→ **Pointing records**:

###

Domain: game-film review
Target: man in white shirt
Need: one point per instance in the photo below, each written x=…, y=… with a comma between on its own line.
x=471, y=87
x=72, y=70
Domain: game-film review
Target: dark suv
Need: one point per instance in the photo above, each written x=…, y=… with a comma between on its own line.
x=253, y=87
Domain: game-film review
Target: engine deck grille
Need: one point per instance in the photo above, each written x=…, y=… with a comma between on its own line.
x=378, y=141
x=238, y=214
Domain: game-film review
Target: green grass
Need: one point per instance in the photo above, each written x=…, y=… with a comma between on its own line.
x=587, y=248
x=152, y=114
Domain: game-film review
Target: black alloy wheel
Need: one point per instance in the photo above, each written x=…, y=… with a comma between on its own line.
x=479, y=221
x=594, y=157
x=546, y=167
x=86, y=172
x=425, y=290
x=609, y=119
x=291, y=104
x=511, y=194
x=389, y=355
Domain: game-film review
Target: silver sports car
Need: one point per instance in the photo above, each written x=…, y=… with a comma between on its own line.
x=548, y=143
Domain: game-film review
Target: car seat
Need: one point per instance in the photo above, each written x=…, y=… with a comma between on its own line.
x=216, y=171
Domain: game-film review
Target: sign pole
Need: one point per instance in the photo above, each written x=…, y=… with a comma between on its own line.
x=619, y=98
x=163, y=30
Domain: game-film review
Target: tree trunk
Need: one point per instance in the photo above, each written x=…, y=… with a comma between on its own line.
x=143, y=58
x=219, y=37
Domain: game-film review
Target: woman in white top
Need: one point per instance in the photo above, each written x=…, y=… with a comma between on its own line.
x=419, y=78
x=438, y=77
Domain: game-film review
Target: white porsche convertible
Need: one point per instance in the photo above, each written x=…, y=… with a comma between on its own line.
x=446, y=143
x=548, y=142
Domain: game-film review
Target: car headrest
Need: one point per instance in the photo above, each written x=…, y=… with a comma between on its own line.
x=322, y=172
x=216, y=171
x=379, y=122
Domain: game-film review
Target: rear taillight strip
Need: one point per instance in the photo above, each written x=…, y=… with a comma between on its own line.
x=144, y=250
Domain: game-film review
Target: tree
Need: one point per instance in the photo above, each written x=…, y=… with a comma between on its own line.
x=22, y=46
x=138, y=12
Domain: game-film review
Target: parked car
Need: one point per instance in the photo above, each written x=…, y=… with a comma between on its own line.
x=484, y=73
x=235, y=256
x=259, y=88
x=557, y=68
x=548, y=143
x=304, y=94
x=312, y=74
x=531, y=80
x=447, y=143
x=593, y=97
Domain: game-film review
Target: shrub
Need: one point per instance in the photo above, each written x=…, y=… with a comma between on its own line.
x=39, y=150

###

→ **Task to complete**:
Count how many lines in the rows above contain the string "white", with case counting, and give only that number.

→ **Answer to the problem**:
3